Task item:
Set down the full data below exactly as given, please.
┌────────
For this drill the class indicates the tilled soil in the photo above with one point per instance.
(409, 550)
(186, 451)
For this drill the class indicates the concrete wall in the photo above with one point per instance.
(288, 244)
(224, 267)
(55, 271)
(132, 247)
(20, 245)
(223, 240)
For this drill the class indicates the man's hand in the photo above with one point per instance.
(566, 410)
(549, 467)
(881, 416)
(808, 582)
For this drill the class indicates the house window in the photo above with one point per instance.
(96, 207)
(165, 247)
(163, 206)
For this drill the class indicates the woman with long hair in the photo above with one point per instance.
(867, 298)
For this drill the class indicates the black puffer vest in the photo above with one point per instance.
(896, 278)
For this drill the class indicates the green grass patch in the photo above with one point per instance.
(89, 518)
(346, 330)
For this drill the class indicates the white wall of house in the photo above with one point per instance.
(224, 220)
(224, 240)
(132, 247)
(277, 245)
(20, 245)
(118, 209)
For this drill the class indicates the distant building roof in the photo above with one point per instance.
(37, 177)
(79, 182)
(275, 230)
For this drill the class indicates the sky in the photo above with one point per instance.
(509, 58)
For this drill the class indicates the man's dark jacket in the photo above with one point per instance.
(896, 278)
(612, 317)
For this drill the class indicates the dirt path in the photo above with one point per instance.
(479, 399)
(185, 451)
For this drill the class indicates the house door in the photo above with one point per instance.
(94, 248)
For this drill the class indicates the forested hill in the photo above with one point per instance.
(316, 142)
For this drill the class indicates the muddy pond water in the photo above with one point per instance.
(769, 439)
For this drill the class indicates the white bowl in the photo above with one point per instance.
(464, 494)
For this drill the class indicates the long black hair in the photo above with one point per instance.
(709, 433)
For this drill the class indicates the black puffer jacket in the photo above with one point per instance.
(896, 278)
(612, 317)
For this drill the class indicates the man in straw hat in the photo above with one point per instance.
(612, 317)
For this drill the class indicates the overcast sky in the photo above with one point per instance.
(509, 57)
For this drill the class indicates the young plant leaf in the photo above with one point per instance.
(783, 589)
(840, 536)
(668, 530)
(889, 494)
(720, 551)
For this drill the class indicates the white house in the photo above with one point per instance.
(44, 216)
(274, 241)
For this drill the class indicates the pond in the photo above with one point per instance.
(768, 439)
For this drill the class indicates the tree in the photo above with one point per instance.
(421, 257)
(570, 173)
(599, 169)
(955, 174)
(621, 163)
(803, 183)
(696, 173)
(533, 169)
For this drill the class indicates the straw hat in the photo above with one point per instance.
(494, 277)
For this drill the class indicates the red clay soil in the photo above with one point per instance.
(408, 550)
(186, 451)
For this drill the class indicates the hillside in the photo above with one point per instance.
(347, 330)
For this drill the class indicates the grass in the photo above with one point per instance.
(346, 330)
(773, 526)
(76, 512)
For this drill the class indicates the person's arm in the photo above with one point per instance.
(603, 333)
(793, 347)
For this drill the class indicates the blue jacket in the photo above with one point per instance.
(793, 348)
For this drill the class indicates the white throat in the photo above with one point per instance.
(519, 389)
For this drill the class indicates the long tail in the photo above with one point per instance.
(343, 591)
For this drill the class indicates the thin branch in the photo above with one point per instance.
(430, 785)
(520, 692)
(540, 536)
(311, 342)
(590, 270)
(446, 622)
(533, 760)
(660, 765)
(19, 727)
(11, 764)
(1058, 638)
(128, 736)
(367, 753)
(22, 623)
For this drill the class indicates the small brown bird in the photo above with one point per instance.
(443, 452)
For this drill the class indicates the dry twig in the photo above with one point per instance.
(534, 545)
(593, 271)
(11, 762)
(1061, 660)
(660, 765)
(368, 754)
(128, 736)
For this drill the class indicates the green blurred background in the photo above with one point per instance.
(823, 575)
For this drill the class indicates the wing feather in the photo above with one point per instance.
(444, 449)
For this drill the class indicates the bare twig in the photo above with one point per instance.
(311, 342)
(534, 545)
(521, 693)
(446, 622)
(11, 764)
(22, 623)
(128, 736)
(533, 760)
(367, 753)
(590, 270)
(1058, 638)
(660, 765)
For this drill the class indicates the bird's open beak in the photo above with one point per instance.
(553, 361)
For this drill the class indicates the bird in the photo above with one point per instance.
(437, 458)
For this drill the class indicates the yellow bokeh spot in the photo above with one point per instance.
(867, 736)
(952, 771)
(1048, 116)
└────────
Written answer:
For this drill the class indicates the tilled soil in the photo above with one point per instance.
(409, 550)
(186, 451)
For this drill the class indicates the concrete wall in the photo above with one point per instance.
(288, 244)
(224, 267)
(55, 271)
(132, 247)
(20, 245)
(223, 240)
For this drill the class indicates the man's hand in the photo above with one point per instance.
(566, 410)
(549, 467)
(881, 416)
(808, 582)
For this drill the class indicates the house window in the photo above with one point per instance.
(96, 207)
(165, 247)
(163, 206)
For this drill the class indicates the woman with long hair in the photo above with one point per instance.
(867, 298)
For this drill the class indicates the black puffer vest in the photo above with one point per instance.
(896, 278)
For this drill the class indicates the green grass patch in the photo above with one point per instance.
(89, 518)
(346, 330)
For this drill the class indicates the white wall of house in the photo above with one point per instance.
(224, 220)
(224, 240)
(132, 247)
(277, 245)
(20, 245)
(118, 209)
For this drill the class indicates the distant building roof in the photo above with one point per instance.
(37, 177)
(79, 182)
(275, 230)
For this drill the class indicates the sky in the photo above with one point per instance.
(509, 58)
For this drill the class indicates the man's dark jacket in the photo above with one point per instance.
(896, 278)
(612, 317)
For this drill the class indicates the dirt path in the photo above with one point per instance.
(479, 399)
(185, 451)
For this drill the class indicates the house door in the photo above with one point per instance.
(94, 248)
For this drill the class indicates the forested hill in the photo above with one point per instance.
(316, 142)
For this drill the class indicates the muddy pond water in the photo above with one point per instance.
(769, 439)
For this drill the class indicates the white bowl in the photo above with one point per instance.
(464, 494)
For this drill the class indicates the long black hair in the photo above with one point per instance.
(709, 433)
For this drill the class indicates the black puffer jacket in the photo above with one point per instance.
(896, 278)
(612, 317)
For this drill the class indicates the man in straw hat in the photo above with one point per instance.
(612, 317)
For this drill the class indicates the overcast sky in the photo above with one point per instance.
(509, 57)
For this drill the class indicates the young plant leaf in the photo above with one point per instance.
(783, 589)
(840, 536)
(668, 530)
(889, 494)
(720, 551)
For this drill the class indicates the white house in the photo above with one point per instance.
(44, 216)
(274, 241)
For this drill the class indicates the pond in the photo above with one point per instance.
(768, 439)
For this drill the class indicates the tree in the photo above with one point per instance.
(421, 257)
(570, 173)
(599, 169)
(955, 174)
(621, 163)
(803, 183)
(696, 173)
(533, 169)
For this drill the class indicates the straw hat in the photo above with one point per instance.
(494, 277)
For this drill the class indicates the red clay soil in the photo above with one point per instance.
(408, 550)
(186, 451)
For this drill the class indicates the hillside in the photo above with one point per instance.
(347, 330)
For this drill the class indicates the grass in the photo above with one point per instance.
(346, 330)
(773, 526)
(76, 512)
For this drill the class indicates the person's arm in the photo above with one point per instance.
(603, 333)
(793, 347)
For this drill the class indicates the blue jacket in the photo above with one point per instance.
(793, 348)
For this drill the class indicates the white throat in the photo above with one point per instance.
(519, 389)
For this drill the class indicates the long tail in the photo above with one point per instance.
(343, 591)
For this drill the class indicates the thin branch in the photo above with one point per instance.
(430, 785)
(520, 692)
(540, 536)
(311, 342)
(590, 270)
(446, 622)
(533, 760)
(660, 765)
(19, 727)
(11, 764)
(1058, 638)
(128, 736)
(367, 753)
(22, 623)
For this drill the class indicates the small brown bird in the photo above with one point per instance.
(443, 452)
For this drill the class indicates the dry twig in the photo above with one point per instance.
(534, 545)
(593, 271)
(11, 762)
(1061, 660)
(660, 765)
(368, 754)
(128, 736)
For this drill the class indicates the green blurred background in the photo above with one point per instance.
(823, 575)
For this drill the class indicates the wing feather in the photo above with one point per instance.
(444, 449)
For this drill the class indicates the bare twig in the photo above with one point per instance.
(311, 342)
(534, 545)
(521, 693)
(446, 622)
(11, 764)
(22, 623)
(128, 736)
(533, 760)
(367, 753)
(590, 270)
(1058, 638)
(660, 765)
For this drill the class indicates the bird's open beak in the photo above with one point per instance.
(553, 361)
For this drill the class indicates the bird in the photo above with one point per instance.
(437, 458)
For this drill the class indicates the yellow bokeh spot in the photo above with one point per instance.
(867, 736)
(952, 771)
(1048, 116)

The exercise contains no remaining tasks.